__Text passage__:
Angi (ANGI) reported mixed results for fiscal 2025 Q3, with revenue declining 10.5% year-over-year to $265.63 million, missing analyst estimates by $3.36 million. While operating income surged 179% to $21.8 million, the company’s net income fell 70% to $10.61 million, reflecting structural challenges. CEO Jeff Kip emphasized cost discipline and share repurchases but provided no near-term revenue guidance, leaving investors with uncertainty.

Revenue


The company’s total revenue slid 10.5% to $265.63 million in 2025 Q3, falling short of expectations. Lead services led the revenue mix with $183.25 million, while advertising contributed $57.82 million. Services and membership subscription accounted for $17.19 million and $6.93 million, respectively, with other revenue rounding out the total at $447,000. The decline was attributed to lower network service requests post-full implementation of homeowner choice policies.



Earnings/Net Income


Angi’s EPS plummeted 66.2% to $0.24, and net income dropped 70% to $10.61 million, marking a significant underperformance compared to 2024 Q3. The sharp declines underscored structural headwinds despite cost-cutting efforts.


Post-Earnings Price Action Review


Angi’s stock edged up 0.08% in the latest trading day but fell 5.78% over the past week and 21.14% month-to-date, reflecting investor caution. The mixed earnings report—highlighting both improved profitability and declining revenue—left the stock vulnerable to volatility as analysts remain split on its near-term outlook.


CEO Commentary


Jeff Kip highlighted 11% growth in proprietary service requests and 16% lead growth, driven by improved customer experience and SEM performance. He noted 179% higher operating income and 12% Adjusted EBITDA growth, attributing gains to reduced acquisition costs and fixed expenses. Kip emphasized long-term profitability through cost management and share repurchases, with 14.7% of shares repurchased year-to-date and a new $20.1 million authorization.


Guidance


Angi outlined priorities including sales headcount optimization and cost controls, but did not provide specific revenue or margin guidance. The CEO reiterated a focus on proprietary channel performance and managing 5.9% trailing churn. A new 3.2 million share repurchase authorization signaled confidence in capital allocation, though explicit targets for future periods remain absent.


Additional News



  1. Share Repurchase Expansion: announced a new $20.1 million repurchase authorization, reflecting confidence in capital allocation and underscoring its focus on shareholder returns.

  2. Cost Discipline: Operating income surged 179% to $21.8 million due to reduced depreciation and stock-based compensation expenses, highlighting management’s emphasis on cost control.

  3. Analyst Sentiment: While three analysts issued “buy” ratings, six advised a “hold,” reflecting uncertainty over Angi’s ability to reverse its 10% revenue decline and reignite growth.


The company’s shares closed at $13.05, trading at 9 times forward earnings—a 40% discount from 15 times a few months ago—suggesting emerging value for long-term investors.

__Prompt__: According to the earnings report, how much revenue did lead services bring in for 2025 Q3? You won't need the rows that follow for anything here.

__Extracted records__:

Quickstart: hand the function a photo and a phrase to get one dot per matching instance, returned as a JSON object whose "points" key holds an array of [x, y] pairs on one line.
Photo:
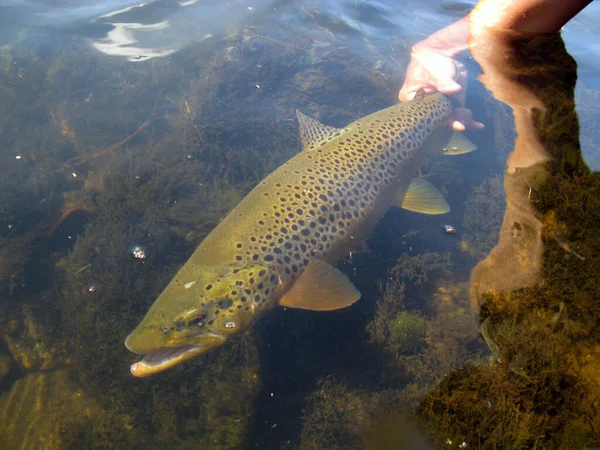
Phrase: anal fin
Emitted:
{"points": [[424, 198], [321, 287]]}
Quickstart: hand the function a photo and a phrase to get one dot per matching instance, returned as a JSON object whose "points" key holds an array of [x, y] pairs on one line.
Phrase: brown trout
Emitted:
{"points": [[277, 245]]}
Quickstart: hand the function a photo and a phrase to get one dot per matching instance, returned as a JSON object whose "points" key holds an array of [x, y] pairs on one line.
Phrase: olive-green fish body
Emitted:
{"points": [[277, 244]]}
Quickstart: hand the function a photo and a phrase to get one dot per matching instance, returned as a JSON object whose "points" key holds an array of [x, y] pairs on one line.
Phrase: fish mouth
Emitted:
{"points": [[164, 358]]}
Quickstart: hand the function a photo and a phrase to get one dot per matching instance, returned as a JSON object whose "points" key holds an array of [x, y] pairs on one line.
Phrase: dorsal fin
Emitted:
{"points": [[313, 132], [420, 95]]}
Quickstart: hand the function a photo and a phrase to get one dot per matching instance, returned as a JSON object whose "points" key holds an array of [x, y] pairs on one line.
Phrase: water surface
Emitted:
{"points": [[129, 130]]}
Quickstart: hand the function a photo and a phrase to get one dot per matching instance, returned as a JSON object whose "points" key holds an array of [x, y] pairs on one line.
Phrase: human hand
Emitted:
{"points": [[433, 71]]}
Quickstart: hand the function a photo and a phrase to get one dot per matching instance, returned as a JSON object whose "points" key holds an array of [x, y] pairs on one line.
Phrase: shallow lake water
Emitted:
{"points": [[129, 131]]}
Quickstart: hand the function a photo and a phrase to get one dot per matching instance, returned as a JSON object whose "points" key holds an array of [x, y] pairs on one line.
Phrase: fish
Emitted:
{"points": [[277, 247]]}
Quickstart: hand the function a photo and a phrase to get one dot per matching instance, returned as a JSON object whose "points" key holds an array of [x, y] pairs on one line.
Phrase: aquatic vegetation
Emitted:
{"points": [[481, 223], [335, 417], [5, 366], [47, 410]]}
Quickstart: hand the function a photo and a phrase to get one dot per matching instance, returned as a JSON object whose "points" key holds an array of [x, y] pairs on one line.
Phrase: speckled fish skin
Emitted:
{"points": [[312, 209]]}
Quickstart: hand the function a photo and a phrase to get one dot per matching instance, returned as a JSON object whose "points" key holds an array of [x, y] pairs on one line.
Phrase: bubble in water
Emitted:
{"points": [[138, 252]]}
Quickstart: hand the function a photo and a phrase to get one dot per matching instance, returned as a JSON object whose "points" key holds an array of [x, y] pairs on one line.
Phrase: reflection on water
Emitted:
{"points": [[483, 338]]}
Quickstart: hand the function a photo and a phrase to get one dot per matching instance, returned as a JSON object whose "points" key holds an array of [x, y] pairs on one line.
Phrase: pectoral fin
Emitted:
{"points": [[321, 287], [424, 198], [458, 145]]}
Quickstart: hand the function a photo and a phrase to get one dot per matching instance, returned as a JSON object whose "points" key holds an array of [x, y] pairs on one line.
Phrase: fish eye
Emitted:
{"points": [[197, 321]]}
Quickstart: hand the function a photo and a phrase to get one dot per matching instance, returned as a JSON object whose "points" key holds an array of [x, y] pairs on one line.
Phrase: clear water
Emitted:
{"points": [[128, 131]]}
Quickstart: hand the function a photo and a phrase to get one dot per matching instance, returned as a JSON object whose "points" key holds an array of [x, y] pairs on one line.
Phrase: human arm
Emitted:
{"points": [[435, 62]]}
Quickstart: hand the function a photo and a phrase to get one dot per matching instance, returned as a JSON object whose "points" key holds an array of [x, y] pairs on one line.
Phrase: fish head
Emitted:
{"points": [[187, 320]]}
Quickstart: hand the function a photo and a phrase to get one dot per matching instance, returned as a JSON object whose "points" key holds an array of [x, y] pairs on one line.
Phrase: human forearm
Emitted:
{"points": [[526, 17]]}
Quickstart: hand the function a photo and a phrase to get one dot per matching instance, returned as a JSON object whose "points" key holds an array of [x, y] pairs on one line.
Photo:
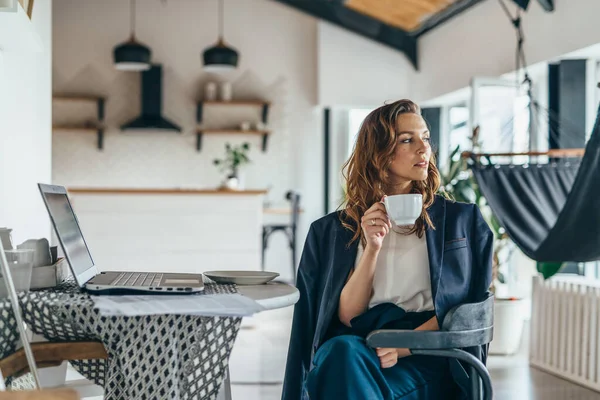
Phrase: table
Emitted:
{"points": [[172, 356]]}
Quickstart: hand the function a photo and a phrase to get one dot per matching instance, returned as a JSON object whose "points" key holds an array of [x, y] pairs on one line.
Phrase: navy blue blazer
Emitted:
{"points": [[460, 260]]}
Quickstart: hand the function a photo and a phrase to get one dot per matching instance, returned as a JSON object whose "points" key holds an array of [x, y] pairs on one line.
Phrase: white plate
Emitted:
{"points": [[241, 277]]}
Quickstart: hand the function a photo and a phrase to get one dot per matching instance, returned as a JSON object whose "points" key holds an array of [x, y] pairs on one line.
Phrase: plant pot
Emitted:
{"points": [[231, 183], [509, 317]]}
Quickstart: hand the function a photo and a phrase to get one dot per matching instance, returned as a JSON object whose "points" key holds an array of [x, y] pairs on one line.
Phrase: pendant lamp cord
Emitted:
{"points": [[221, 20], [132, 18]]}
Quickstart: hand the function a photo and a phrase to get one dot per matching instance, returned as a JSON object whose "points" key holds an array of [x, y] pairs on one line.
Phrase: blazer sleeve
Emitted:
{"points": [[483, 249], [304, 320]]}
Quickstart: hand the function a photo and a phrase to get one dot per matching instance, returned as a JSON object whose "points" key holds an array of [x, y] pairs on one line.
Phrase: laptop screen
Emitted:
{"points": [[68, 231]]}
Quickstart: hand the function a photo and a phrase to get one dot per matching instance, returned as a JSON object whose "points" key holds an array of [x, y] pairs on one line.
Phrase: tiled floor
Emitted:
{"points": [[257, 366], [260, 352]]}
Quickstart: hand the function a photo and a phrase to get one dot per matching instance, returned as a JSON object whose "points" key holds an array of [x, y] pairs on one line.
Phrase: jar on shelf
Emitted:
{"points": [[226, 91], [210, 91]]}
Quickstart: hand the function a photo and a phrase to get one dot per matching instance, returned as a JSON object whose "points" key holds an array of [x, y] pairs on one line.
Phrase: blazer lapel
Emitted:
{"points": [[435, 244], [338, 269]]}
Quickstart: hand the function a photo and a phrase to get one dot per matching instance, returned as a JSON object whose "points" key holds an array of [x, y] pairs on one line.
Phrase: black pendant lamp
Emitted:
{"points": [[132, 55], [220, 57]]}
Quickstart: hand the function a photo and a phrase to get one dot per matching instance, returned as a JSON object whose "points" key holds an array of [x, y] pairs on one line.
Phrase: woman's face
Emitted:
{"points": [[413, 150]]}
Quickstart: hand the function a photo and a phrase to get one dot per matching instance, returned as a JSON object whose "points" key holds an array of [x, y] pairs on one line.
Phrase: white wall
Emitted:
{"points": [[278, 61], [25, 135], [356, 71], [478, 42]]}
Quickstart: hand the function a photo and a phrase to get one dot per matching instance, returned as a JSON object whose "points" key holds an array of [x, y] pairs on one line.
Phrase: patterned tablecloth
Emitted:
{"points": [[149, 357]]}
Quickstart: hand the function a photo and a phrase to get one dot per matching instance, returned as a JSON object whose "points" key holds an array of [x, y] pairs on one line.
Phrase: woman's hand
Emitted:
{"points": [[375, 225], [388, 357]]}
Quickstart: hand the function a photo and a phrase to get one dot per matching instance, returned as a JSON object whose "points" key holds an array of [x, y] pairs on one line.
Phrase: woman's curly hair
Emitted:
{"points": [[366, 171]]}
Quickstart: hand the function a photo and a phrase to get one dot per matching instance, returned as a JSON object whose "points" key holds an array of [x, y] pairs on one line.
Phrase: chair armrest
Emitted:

__Task solution__: $183.25 million.